**** TEXT SHOWN ****

Stakeholder capitalism is an economic system proposed about 50 years ago by Schwab.
“It is a form of capitalism in which companies do not only optimize short-term profits for shareholders but seek long-term value creation by taking into account the needs of all their stakeholders, and society at large,” Schwab wrote for WEF.

Schwab identified four key stakeholders: “governments (of countries, states, and local communities); civil society (from unions to NGOs, from schools and universities to action groups); companies (constituting the private sector, whether freelancers or large multinational companies); and the international community (consisting of international organizations such as the UN as well as regional organizations such as the European Union or ASEAN). “

To measure how companies uphold the principles of stakeholder capitalism, a new set of metrics that will include ESG goals needs to be devised, Schwab wrote.

****

§ **TASKS**
a – Answer these from the passage on stakeholder capitalism, one line each:
(i) About how long ago was stakeholder capitalism proposed?
(ii) How many key stakeholders did Schwab identify?
(iii) What goals should the new set of metrics include?
b – Retype the passage on stakeholder capitalism from "Stakeholder capitalism is" to "wrote for WEF.", including both of those phrases.
c – Extend the passage on stakeholder capitalism, picking up after its final sentence.
The records aren't required for any of this work.

**** LISTED RECORDS ****

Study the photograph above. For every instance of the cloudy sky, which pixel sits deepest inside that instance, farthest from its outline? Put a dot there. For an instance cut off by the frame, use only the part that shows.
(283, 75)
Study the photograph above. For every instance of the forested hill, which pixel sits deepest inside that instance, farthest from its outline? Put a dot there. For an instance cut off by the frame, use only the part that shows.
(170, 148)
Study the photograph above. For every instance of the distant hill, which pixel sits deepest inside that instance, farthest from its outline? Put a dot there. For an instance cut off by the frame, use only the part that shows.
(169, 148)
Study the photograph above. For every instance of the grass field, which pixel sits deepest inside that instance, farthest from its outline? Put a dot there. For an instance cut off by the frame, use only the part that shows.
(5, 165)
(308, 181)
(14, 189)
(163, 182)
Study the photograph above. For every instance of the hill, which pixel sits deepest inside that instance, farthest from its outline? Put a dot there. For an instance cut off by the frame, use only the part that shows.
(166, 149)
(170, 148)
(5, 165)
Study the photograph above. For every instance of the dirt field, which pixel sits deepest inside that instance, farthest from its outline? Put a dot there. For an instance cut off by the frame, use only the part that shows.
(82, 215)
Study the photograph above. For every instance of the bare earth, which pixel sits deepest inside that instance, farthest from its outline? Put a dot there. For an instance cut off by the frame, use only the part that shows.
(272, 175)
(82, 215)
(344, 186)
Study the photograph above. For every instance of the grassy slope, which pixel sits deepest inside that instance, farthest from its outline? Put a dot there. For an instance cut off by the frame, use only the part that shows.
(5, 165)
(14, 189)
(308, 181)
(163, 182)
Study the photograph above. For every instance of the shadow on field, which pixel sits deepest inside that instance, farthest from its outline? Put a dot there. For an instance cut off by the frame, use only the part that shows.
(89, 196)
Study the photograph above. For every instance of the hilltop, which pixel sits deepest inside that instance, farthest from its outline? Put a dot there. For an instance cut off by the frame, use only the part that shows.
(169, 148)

****

§ **ANSWERS**
a –
(i) About 50 years ago
(ii) Four
(iii) ESG goals

b –
Stakeholder capitalism is an economic system proposed about 50 years ago by Schwab.
“It is a form of capitalism in which companies do not only optimize short-term profits for shareholders but seek long-term value creation by taking into account the needs of all their stakeholders, and society at large,” Schwab wrote for WEF.

c –
In 2020, the International Business Council of the WEF, comprised of more than 120 global CEOs, developed a set of non-financial metrics and disclosures, also called the “stakeholder capitalism metrics” that companies will use to measure their ESG performance and report it to their investors and stakeholders, a WEF report said.
The concept of ESG factors guiding investment decisions was first introduced in 2004 by then-United Nations Secretary-General Kofi Annan and UN Global Compact in collaboration with the Swiss government, according to the report by the International Finance Corporation/(IFC).
The initiative was endorsed at that time by 23 financial institutions collectively representing more than $6 trillion in assets, including the International Finance Corp. , a member of the World Bank Group, the report said.

People Do Not Believe in WEF’s Predictions

A sign of the World Economic Forum (WEF) is seen at the Congress Centre during its annual meeting in Davos, Switzerland, on May 23, 2022. (Fabrice Coffrini/AFP via Getty Images)
A sign of the World Economic Forum (WEF) is seen at the Congress Centre during its annual meeting in Davos, Switzerland, on May 23, 2022. (Fabrice Coffrini/AFP via Getty Images)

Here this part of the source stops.